**Location annotation dataset excerpts:**
• • •

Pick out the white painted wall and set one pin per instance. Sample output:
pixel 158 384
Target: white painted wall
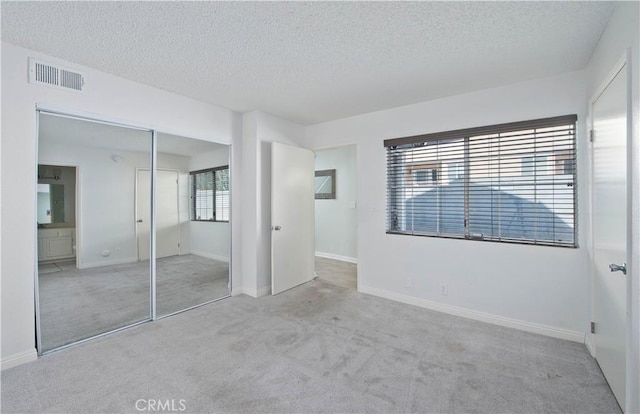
pixel 259 131
pixel 336 218
pixel 106 198
pixel 106 96
pixel 531 287
pixel 209 239
pixel 621 34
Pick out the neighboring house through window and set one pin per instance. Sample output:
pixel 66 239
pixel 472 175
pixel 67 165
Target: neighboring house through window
pixel 210 194
pixel 510 182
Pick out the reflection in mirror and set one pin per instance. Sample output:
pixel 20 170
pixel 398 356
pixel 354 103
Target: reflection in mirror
pixel 325 184
pixel 192 225
pixel 90 278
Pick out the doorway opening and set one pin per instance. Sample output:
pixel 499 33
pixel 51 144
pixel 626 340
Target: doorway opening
pixel 336 216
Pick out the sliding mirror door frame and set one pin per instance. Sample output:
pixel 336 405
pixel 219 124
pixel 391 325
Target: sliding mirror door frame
pixel 153 221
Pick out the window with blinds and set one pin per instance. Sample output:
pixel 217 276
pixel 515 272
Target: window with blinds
pixel 510 183
pixel 210 194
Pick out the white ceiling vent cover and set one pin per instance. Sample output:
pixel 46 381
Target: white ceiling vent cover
pixel 48 74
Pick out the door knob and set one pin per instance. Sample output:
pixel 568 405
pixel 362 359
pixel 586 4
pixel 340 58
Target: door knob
pixel 618 268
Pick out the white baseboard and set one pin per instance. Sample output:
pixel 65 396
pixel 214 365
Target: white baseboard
pixel 478 316
pixel 107 263
pixel 263 291
pixel 337 257
pixel 19 359
pixel 210 256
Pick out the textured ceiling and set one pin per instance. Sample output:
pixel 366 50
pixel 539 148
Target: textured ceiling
pixel 314 61
pixel 64 130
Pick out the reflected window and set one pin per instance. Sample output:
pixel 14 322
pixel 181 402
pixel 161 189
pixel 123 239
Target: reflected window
pixel 210 194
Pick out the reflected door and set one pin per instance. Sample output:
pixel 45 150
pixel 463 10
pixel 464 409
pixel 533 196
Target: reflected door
pixel 610 224
pixel 167 220
pixel 105 288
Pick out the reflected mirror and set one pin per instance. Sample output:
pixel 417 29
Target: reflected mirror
pixel 50 203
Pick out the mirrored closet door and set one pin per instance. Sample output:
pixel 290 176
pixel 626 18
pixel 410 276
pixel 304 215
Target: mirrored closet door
pixel 192 223
pixel 101 259
pixel 91 279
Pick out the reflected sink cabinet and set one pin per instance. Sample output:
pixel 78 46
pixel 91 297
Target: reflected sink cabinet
pixel 56 243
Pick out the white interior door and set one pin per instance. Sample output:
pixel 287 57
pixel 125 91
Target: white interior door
pixel 292 217
pixel 610 223
pixel 167 215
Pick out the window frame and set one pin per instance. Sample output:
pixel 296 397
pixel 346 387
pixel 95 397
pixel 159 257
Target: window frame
pixel 193 199
pixel 555 164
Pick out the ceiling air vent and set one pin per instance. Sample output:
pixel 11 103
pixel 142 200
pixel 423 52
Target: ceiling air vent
pixel 56 76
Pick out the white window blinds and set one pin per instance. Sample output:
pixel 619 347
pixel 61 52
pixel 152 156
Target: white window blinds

• • •

**EXERCISE GOAL:** Extract every line of the records above verbatim, leaving the pictures out.

**COMPLETE ANSWER:**
Pick out the white painted wall and set one pin per instance. Sample output:
pixel 158 384
Target: white painted wall
pixel 259 131
pixel 336 218
pixel 106 198
pixel 106 96
pixel 531 287
pixel 209 239
pixel 621 34
Pick out the neighboring house through window and set one pin per instance. Sample output:
pixel 66 239
pixel 472 175
pixel 67 165
Target: neighboring house through window
pixel 210 194
pixel 510 182
Pick out the reflection in mirror and set one pin per instance. Sample output:
pixel 20 170
pixel 398 356
pixel 354 103
Target: reflection in mirror
pixel 325 184
pixel 192 225
pixel 90 278
Pick out the doorway opening and set one pin per instance. Sample output:
pixel 499 33
pixel 51 144
pixel 626 340
Target: doorway opening
pixel 336 216
Pick out the sliding mirror door frame and set one pin per instance. Sample output:
pixel 336 405
pixel 219 124
pixel 391 325
Target: sliding mirror door frame
pixel 153 221
Pick out the window with blinds and set one pin per instance. Sample output:
pixel 217 276
pixel 515 272
Target: window with blinds
pixel 510 183
pixel 210 194
Pick out the white ceiling vent cover and set one pin per instance. Sample output:
pixel 46 381
Target: white ceiling vent cover
pixel 48 74
Pick out the door knob and set one pin per instance. Sample output:
pixel 568 405
pixel 362 359
pixel 586 4
pixel 340 58
Target: door knob
pixel 618 268
Pick out the white baseboard and set one pin per instance. Sample output:
pixel 65 396
pixel 214 365
Target: white baseboard
pixel 478 316
pixel 107 263
pixel 263 291
pixel 337 257
pixel 19 359
pixel 210 256
Pick out the textured ceiling and set one pin per instance. Sample output:
pixel 366 50
pixel 539 148
Target: textured ceiling
pixel 314 61
pixel 64 130
Pick out the reflected window and set one pin per instance. Sample output:
pixel 14 322
pixel 181 402
pixel 161 189
pixel 123 239
Target: reflected window
pixel 210 194
Pick out the reflected door and set one pin per instance. Sample output:
pixel 45 150
pixel 463 10
pixel 464 409
pixel 533 196
Target: reflected door
pixel 610 224
pixel 167 220
pixel 105 288
Pick out the reflected mirror and set one pin per instance. Sample output:
pixel 417 29
Target: reflected mirror
pixel 50 203
Pick out the mirrored closet door and set one pin per instance. Sample output:
pixel 290 176
pixel 626 18
pixel 410 276
pixel 304 215
Target: mirrored closet door
pixel 192 223
pixel 101 259
pixel 91 279
Pick out the reflected sink cabinet and set one pin per instance. Sample output:
pixel 78 46
pixel 91 297
Target: reflected sink cabinet
pixel 56 243
Pick out the white interior door and set one pin per instance. Sample output:
pixel 287 57
pixel 125 91
Target: white interior door
pixel 292 217
pixel 610 223
pixel 167 215
Pick out the window frame and set one pin per instance. Sample output:
pixel 296 397
pixel 346 387
pixel 95 397
pixel 159 257
Target: window frame
pixel 193 199
pixel 555 164
Pick out the ceiling air vent and set one pin per instance. Sample output:
pixel 11 103
pixel 142 200
pixel 423 52
Target: ceiling air vent
pixel 56 76
Pick out the white window blinds and set one pin per instance. Sample output:
pixel 619 347
pixel 61 52
pixel 152 156
Target: white window blinds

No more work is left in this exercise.